── Excerpt to read ──
The city of Seattle also filed a separate lawsuit against Purdue as well as units of Teva Pharmaceutical Industries Ltd, Johnson and Johnson, Endo International Plc and Allergan Plc.
The lawsuit by Washington Attorney General Bob Ferguson accused Purdue of deceptive marketing of OxyContin and convincing doctors and the public that its drugs had a low-risk of addiction and were effective for treating chronic pain.
He said he would be seeking to force Purdue to pay a “significant” sum for engaging in marketing practices that downplayed the addictiveness of its drugs, allowing it to earn billions of dollars while fueling the opioid crisis.
“I don’t know how executives at Purdue sleep at night,” Ferguson told reporters.
Stamford, Connecticut-based Purdue said in a statement it was “deeply troubled” by the opioid crisis and that its U.S. Food and Drug Administration-approved products account for just 2 percent of all opioid prescriptions.
“We vigorously deny these allegations and look forward to the opportunity to present our defense,” Purdue said.
According to the U.S. Centers for Disease Control and Prevention, opioids were involved in over 33,000 deaths in 2015, the latest year for which data is available. The death rate has continued rising, according to estimates.
The lawsuits followed a wave of cases against opioid manufacturers and distributors by Louisiana, West Virginia, New Mexico, Oklahoma, Mississippi, Ohio, Missouri, New Hampshire and South Carolina, as well as several cities and counties.
Purdue and three executives pleaded guilty in 2007 to federal charges related to the misbranding of OxyContin, which is used to relieve pain, and agreed to pay a total of $634.5 million to resolve a U.S. Justice Department probe.
That year, the privately held company also reached a $19.5 million settlement with 26 states and the District of Columbia. It had agreed in 2015 to pay $24 million to resolve a lawsuit by Kentucky.
In filing his lawsuit in King County Superior Court in Seattle on Thursday, Ferguson said he was breaking off from an ongoing multi-state probe by various attorneys general into companies that manufacture and distribute opioids.
While Ferguson said looked forward to seeing its results, “we felt we had a case ready to go.”
───
── Entries supplied ──
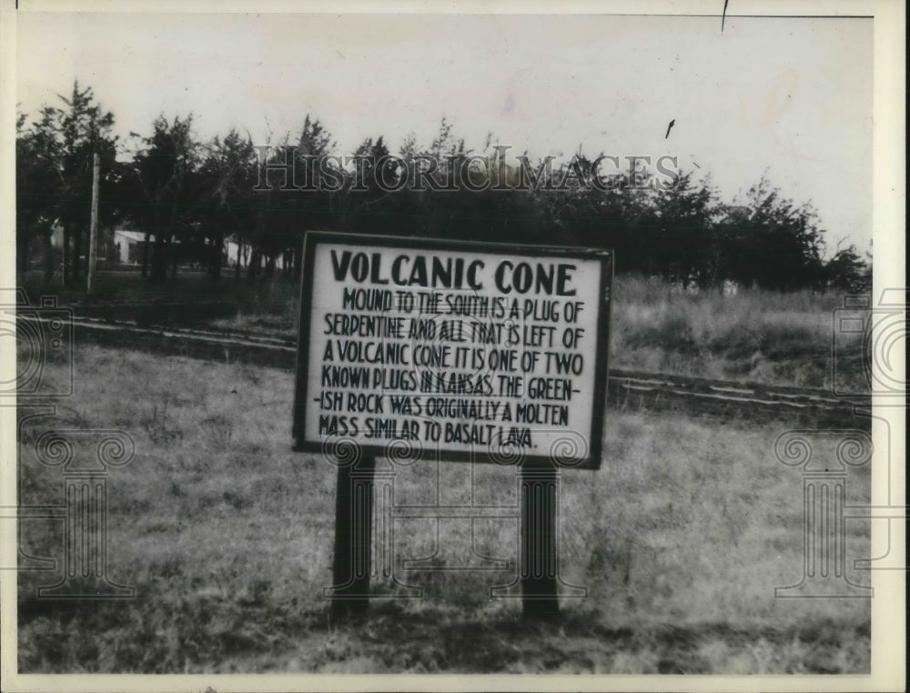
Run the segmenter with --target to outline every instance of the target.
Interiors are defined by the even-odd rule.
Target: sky
[[[16,94],[35,114],[74,79],[148,134],[195,115],[256,144],[296,139],[308,113],[339,154],[445,116],[492,143],[568,158],[675,156],[727,202],[763,174],[811,202],[829,255],[872,237],[873,22],[640,15],[18,14]],[[671,120],[674,126],[667,136]],[[697,166],[697,167],[696,167]]]

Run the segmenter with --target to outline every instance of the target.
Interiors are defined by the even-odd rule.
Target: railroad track
[[[20,317],[20,319],[22,319]],[[76,343],[127,346],[158,354],[293,370],[297,343],[280,336],[78,317]],[[784,419],[818,426],[855,426],[871,409],[870,397],[839,398],[825,390],[767,386],[612,368],[608,406],[625,411],[679,410],[724,419]]]

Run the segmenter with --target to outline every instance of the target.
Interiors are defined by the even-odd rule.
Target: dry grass
[[[76,397],[25,426],[22,501],[59,494],[58,473],[26,454],[42,430],[129,433],[136,457],[108,485],[108,562],[136,598],[36,601],[35,588],[56,576],[22,572],[22,670],[868,670],[867,601],[774,598],[802,565],[802,479],[773,453],[785,425],[609,413],[603,467],[563,474],[563,577],[589,592],[565,602],[556,623],[524,623],[517,603],[489,598],[514,571],[399,565],[425,598],[377,602],[367,621],[332,626],[320,598],[335,473],[290,451],[293,378],[93,346],[80,347],[75,367]],[[50,377],[64,375],[48,367]],[[419,463],[399,468],[395,483],[399,503],[515,497],[508,467]],[[848,501],[867,502],[868,474],[852,477],[848,492]],[[59,558],[61,524],[25,523],[24,549]],[[396,531],[399,558],[432,553],[432,520],[401,520]],[[438,567],[470,557],[470,522],[440,523]],[[848,525],[848,557],[867,556],[868,546],[868,526]],[[514,520],[474,523],[480,553],[514,561],[515,547]],[[375,588],[392,591],[383,581]]]
[[[619,276],[613,296],[613,367],[832,387],[832,330],[840,295],[747,289],[733,296],[688,294],[658,280]],[[838,387],[865,391],[860,340],[841,340],[839,348]]]

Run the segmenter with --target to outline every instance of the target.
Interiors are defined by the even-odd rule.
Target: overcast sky
[[[872,236],[870,19],[19,13],[17,34],[21,110],[78,78],[122,136],[192,111],[199,137],[266,144],[308,112],[339,154],[397,151],[445,116],[475,150],[676,156],[727,201],[767,170],[832,248]]]

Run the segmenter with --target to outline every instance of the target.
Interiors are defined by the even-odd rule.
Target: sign
[[[308,232],[294,437],[598,468],[612,253]]]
───
→ Exercise tasks:
A – Reproduce the portion of the article on the opioid lawsuits starting at "The city of" and ending at "treating chronic pain.".
B – Render this sentence from the article on the opioid lawsuits into Spanish: “We vigorously deny these allegations and look forward to the opportunity to present our defense,” Purdue said.
These records have no connection to the article on the opioid lawsuits.

→ Response list:
A –
The city of Seattle also filed a separate lawsuit against Purdue as well as units of Teva Pharmaceutical Industries Ltd, Johnson and Johnson, Endo International Plc and Allergan Plc.
The lawsuit by Washington Attorney General Bob Ferguson accused Purdue of deceptive marketing of OxyContin and convincing doctors and the public that its drugs had a low-risk of addiction and were effective for treating chronic pain.

B – «Negamos enérgicamente estas acusaciones y esperamos con interés la oportunidad de presentar nuestra defensa», afirmó Purdue.